Texto de leitura =>
Reforma tributária aumenta a desigualdade de gênero

reforma tributária aumentam a desigualdade de gênero

As propostas de reforma tributária em discussão no Congresso não resolvem um dos grandes problemas do sistema tributário atual: a regressividade. Na busca por uma suposta simplificação, com a fixação de alíquotas únicas e o fim de benefícios fiscais, os projetos – em especial a PEC 45 – acabariam por manter ou aumentar a regressividade, gerando uma carga tributária maior para as mulheres, principalmente para aquelas chefes de família e de renda mais baixa.

A conclusão é do trabalho “Reforma tributária e desigualdade de gênero: contextualização e propostas”, do grupo de estudos Tributação e Gênero, do Núcleo de Direito Tributário do Mestrado Profissional da Escola de Direito de São Paulo da Fundação Getulio Vargas.

Segundo o estudo, de um ponto de vista geral, as três propostas em análise pela Comissão Mista do Congresso Nacional buscam uma suposta eficiência econômica e adotam a simplificação como valor absoluto, deixando de lado valores fundamentais garantidos na Constituição de 1988, como o de
redução das desigualdades e erradicação da pobreza.

“O discurso em torno da necessária neutralidade fiscal assume ares retóricos em um país cujos níveis de desigualdade não permitem a estruturação de um sistema tributário com essas características. Neutralidade, no caso brasileiro, equivale ao aumento da regressividade e da concentração de renda”, aponta a pesquisa.

Para as pesquisadoras, o principal problema está em reformar apenas a tributação sobre o consumo, prevendo uma alíquota única a todos, sem distinção. O fato aliado ao fim de benefícios fiscais contribui para que as pessoas mais pobres paguem proporcionalmente mais tributos, o que prejudica principalmente as mulheres, em especial as mulheres negras.

“Falar em abstrato é importante. Mas para quem, de fato, vai piorar? Vai piorar para a população de baixa renda. E quem é a população de baixa renda? É essa mulher negra e chefe de família. É para ela que vai piorar especificamente essa proposta”, avalia Tathiane Piscitelli, professora da FGV e uma das coordenadoras do estudo.

Na análise das pesquisadoras responsáveis pelo estudo, é preciso aproveitar o ambiente reformista para trazer para o debate a justiça fiscal a grupos mais sensíveis socialmente. “O grupo percebeu que nas propostas não havia nenhuma mudança determinante para a redução das desigualdades, não localizamos nenhum instrumento que sirva de indutor de comportamento na busca dessa redução”, afirma Lana Borges, pesquisadora e procuradora da Fazenda Nacional.

Material apresentado =>
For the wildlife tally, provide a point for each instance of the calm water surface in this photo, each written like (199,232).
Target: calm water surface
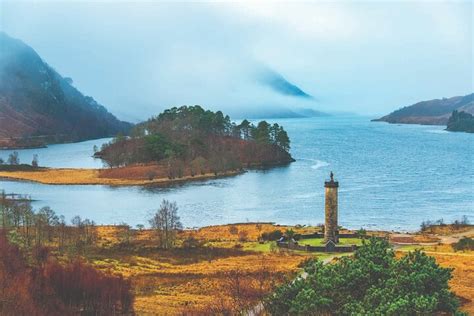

Enunciado 1 => No texto sobre a reforma tributária, reescreva o trecho de "Reforma tributária aumenta a" a "renda mais baixa.", trocando "regressividade" por "progressividade".
Enunciado 2 => Como fica em inglês esta frase do texto sobre a reforma tributária: "Para as pesquisadoras, o principal problema está em reformar apenas a tributação sobre o consumo, prevendo uma alíquota única a todos, sem distinção."?
Enunciado 3 => Escreva a continuação do texto sobre a reforma tributária e a desigualdade de gênero a partir da última frase apresentada.
O material exibido não é necessário aqui.

Resposta 1 =>
Reforma tributária aumenta a desigualdade de gênero

reforma tributária aumentam a desigualdade de gênero

As propostas de reforma tributária em discussão no Congresso não resolvem um dos grandes problemas do sistema tributário atual: a progressividade. Na busca por uma suposta simplificação, com a fixação de alíquotas únicas e o fim de benefícios fiscais, os projetos – em especial a PEC 45 – acabariam por manter ou aumentar a progressividade, gerando uma carga tributária maior para as mulheres, principalmente para aquelas chefes de família e de renda mais baixa.

Resposta 2 => For the researchers, the main problem lies in reforming only the taxation of consumption, providing for a single rate for everyone, without distinction.

Resposta 3 =>
De acordo com o estudo, a PEC 45/2019 reforça a regressividade do sistema atual pela eliminação absoluta de todo e qualquer incentivo fiscal, inclusive aqueles relacionados aos bens da cesta básica.

“Na PEC 45 consta um mecanismo de suposta mitigação desse efeito para a população de baixa renda, que é a devolução dos valores. Só que essa devolução é obscura e nós não temos como saber como vai ser o desenho dela. Em uma nota técnica que o CCIF [Centro de Cidadania Fiscal, responsável pela ideia da PEC 45] soltou fala-se que em uma compra de R$ 250 haveria devolução integral, mas se fosse mais do que isso, a devolução não seria integral”, explica Tathiane Piscitelli.

“Fora que existem constrangimentos orçamentários para que a devolução realmente aconteça e a gente sabe que quando existe uma disputa orçamentária perde o mais fraco e, muito provavelmente essas pessoas não verão a cor desse dinheiro. Essa retórica em torno da devolução é frágil”, complementa a pesquisadora.

Já em relação à proposta do Executivo, o PL 3887/2020, que extingue o PIS e a Cofins cria a Contribuição sobre Bens e Serviços (CBS), as pesquisadoras avaliam que, ao aumentar a carga tributária sobre o setor de serviços, dificulta-se o acesso a bens essenciais, como saúde e educação, reforçando também a regressividade do sistema.

De acordo com o estudo, a PEC 110/2019 está mais alinhada com a mitigação da regressividade porque prevê a possibilidade de atribuição de benefícios fiscais a bens e serviços de primeira necessidade. O grupo defende que sejam instituídos incentivos fiscais voltados ao fim da desigualdade de gênero.

Segundo a pesquisadora e procuradora da Fazenda Nacional Herta Rani Teles Santos, o tratamento tributário entre os grupos sociais e econômicos é diferente, e essa ótica continua nas propostas de reforma em discussão.

“O sistema tributário não é voltado para a mulher, não é voltado para a mulher negra, não é voltado para a mãe solo, nem para aquela mulher que está divorciada e recebendo a pensão do marido. É voltado para as grandes empresas, para os grandes setores, que têm direito a parcelamentos, que sabem mexer no sistema tributário, que entram com ações e mandados de segurança e vão postergando os pagamentos de tributos. Mas a pessoa comum, a mãe de família, que está ali no supermercado, ela não tem acesso a essa postergação de pagamentos”, diz.

A pesquisadora e procuradora federal Lise Tupiassu reforça ainda que a reforma está pautada na tributação sobre o consumo e não altera nada em relação à regressividade, que já é muito forte no Brasil. Para ela, com base no que está sendo proposto, a tendência é de piora no cenário. “É um pouco chocante, porque percebemos que está havendo uma grande discussão sobre a reforma tributária e não se está efetivamente discutindo sobre uma possibilidade de mudar o caráter dessa tributação”, diz.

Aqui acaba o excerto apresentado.